Required work
**1.** In the Siri tips text, why does the writer suggest asking Siri to solve math problems? Answer in one to three sentences.
**2.** Write the next part of the text on Siri tips, picking up after its last sentence.

Excerpted text
So, I am a little embarrassed to admit it but I bought an Amazon Echo to check out how Alexa compares with Siri. I’m a gadget guy so we will see if we find it useful and if not, I am sure I can find it a home on eBay. I use Siri more and more these days. My most common uses are asking her to settle trivia disputes with Grace or setting the timer for 5 minutes. But there is a lot more that Siri can do!

Make Relationships with Siri
When you speak Siri commands, you can refer to people by relationship, rather than name. So, if you want to call your father, you can say “call my father” instead of saying “call Bruce Leibowitz.” But to do this, you need to introduce Siri to your family. First, make sure you have a “card” in the Contacts app for yourself, and then go into Settings > Mail, Contacts, Calendars, scroll down to find and tap My Info, and select your card. Next, make sure you have a contact card for your father, and then tell Siri, “Bruce Leibowitz is my father.” Or, if Siri doesn’t hear you correctly, open Contacts, edit your card (not your father’s!), scroll down, tap “add related name,” tap the default relationship to pick “father,” tap the info “i” icon, select your father’s card, and tap Done.

You can even use Siri to remember other types of relationships. Artie used to bring manure from his uncle’s farm for my garden and ended up with the nickname, “the spreader”. If I tell Siri “Art Hendrickson is my spreader” I can now just say “text my spreader…” and Siri knows who I am talking about. This works for nicknames but also for lawyers, accountants, doctors or any nickname you want to tell Siri about.

Take a Picture
Instead of fumbling to launch the Camera app on your iPhone you can just say “take a picture” and Siri will automatically open the Camera app and you can snap away.

Siri Converts
Need to know how many millimeters are in 4 inches? Just ask Siri and you will find that there are 101.6 mm in 4 inches. This works for currency exchange rates, too. Ask Siri how many Euros are equal to $100US you will find that 87.73 Euros is the exchange rate today. Siri has some other strong calculation features too. You can ask Siri how many calories there are in that fish sandwich or to calculate a 20% tip on your restaurant bill. You can ask her to solve math problems involving fractions and other math functions that will be faster than opening the calculator app and punching in the numbers.

Entries shown
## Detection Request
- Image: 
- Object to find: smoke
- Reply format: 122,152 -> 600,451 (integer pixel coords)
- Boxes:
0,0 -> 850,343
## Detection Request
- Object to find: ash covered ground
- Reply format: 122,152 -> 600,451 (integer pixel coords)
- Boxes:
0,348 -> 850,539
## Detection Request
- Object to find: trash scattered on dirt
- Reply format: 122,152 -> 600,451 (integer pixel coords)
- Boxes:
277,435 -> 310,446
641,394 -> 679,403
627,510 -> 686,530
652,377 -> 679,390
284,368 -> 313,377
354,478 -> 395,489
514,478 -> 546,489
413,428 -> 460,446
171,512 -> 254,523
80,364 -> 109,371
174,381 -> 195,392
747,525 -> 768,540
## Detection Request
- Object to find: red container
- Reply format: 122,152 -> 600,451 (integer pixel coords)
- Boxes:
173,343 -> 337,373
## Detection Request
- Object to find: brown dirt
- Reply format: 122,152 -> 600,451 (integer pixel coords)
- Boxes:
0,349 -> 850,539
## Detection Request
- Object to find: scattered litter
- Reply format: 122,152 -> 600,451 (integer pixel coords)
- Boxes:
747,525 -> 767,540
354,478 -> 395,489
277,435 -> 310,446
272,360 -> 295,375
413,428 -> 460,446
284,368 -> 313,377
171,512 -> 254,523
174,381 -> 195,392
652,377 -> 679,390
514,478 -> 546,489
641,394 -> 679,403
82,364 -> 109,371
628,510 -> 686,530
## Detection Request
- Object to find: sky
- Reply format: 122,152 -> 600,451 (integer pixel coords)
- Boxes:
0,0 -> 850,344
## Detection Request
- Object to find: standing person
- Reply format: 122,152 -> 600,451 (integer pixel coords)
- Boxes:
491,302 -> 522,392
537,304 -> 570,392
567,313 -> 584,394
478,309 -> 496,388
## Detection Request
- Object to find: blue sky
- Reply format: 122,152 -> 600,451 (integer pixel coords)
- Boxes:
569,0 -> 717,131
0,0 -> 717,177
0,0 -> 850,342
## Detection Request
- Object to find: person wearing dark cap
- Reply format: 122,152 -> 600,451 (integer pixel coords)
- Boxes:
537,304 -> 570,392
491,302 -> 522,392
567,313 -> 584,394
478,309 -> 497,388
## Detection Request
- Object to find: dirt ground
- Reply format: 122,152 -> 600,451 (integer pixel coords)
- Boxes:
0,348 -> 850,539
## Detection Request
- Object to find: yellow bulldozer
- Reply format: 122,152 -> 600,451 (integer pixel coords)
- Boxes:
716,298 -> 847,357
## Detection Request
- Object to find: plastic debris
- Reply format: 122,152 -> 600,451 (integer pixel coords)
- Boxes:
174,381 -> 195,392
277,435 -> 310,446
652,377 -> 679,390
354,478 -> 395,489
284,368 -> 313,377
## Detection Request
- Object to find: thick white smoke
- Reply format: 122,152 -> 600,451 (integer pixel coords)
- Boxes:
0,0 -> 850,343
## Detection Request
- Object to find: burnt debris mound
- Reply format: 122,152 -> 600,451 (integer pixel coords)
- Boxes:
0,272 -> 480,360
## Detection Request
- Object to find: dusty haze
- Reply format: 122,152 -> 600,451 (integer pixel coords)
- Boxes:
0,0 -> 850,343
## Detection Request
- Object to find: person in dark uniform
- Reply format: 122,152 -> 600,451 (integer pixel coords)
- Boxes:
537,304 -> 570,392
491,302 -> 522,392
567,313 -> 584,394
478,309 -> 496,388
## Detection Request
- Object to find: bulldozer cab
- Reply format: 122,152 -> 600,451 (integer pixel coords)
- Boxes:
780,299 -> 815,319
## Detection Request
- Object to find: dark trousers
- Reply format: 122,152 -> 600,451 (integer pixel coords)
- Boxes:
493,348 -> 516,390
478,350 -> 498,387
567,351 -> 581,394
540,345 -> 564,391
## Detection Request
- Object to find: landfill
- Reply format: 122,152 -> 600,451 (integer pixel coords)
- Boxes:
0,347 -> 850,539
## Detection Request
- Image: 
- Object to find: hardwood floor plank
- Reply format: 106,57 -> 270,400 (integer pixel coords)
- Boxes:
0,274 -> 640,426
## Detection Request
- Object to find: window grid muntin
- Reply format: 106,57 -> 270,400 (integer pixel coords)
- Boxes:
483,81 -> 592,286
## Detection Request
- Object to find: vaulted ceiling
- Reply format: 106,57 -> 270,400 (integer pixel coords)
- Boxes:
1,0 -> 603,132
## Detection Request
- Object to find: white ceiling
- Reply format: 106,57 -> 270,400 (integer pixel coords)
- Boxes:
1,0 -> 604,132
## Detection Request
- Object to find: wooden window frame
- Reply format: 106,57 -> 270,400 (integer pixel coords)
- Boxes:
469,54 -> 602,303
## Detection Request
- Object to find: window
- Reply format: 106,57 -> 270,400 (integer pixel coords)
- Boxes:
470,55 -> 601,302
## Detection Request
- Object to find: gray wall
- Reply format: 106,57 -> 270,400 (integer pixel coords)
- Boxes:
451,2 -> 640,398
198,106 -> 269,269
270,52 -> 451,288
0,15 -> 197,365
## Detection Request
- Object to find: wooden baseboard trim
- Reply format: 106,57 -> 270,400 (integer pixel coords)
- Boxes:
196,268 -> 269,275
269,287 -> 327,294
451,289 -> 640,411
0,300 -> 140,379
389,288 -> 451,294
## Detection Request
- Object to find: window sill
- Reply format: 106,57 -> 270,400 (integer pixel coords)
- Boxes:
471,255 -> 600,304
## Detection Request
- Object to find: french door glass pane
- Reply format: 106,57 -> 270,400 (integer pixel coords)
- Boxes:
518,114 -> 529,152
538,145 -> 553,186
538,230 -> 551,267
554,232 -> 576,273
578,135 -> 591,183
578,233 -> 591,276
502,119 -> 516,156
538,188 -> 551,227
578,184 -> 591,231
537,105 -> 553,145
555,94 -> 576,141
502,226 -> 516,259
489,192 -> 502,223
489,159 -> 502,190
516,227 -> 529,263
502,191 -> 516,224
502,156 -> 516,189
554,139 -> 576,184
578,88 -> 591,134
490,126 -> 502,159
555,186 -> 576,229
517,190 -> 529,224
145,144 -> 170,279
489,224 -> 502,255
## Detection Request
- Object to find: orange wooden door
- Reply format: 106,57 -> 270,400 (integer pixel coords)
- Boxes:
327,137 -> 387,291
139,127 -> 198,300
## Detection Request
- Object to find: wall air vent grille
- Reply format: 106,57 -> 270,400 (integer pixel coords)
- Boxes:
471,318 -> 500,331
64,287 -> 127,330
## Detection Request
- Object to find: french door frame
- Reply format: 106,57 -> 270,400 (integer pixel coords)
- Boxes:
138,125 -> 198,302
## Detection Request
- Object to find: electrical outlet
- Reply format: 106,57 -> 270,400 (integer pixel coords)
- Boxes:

Final answers
**1.** Asking Siri to solve math problems, including ones with fractions and other math functions, is faster than opening the calculator app and punching in the numbers.

**2.**
Settling Up
Okay you can use Siri to look up baseball stats or other information to settle a dispute but what if you are at loggerheads and just want to get a random answer and don’t have a coin to flip. You can ask Siri to “roll the dice”, “flip a coin” or pick a random number.

Name that Tune
Siri is integrated with Shazam to help you figure out what song is playing. Just ask her “what song is playing?” and she will listen and let you know and probably try to sell you the song, too!

Find that Photo
Siri can search your photo library for you. I know how frustrating it is if your are like me and have literally thousands of photos. You can say something like “find that photo from Daytona Beach from last March” and Siri will launch Photos and take you right to any photos taken at that place and time.

Siri Takes You Out
Siri can make your restaurant reservations for you, too! Tell Siri “make a restaurant reservation for four at 7PM” and she will respond with available restaurants nearby and if you have the Open Table app installed can make the reservation for you or give you the phone number to call.

Are We There Yet?
If you are using your iPhone for navigation you can just say “ETA” and Siri will let you know how much longer you are gonna be on the road.

Leave Me Alone
Siri can do a lot for you but sometimes you just want alone time. You can tell Siri to turn on “do not disturb” and you will not be bothered. Or tell her to “turn on airplane mode” and she will turn off Wi-Fi and cellular signals.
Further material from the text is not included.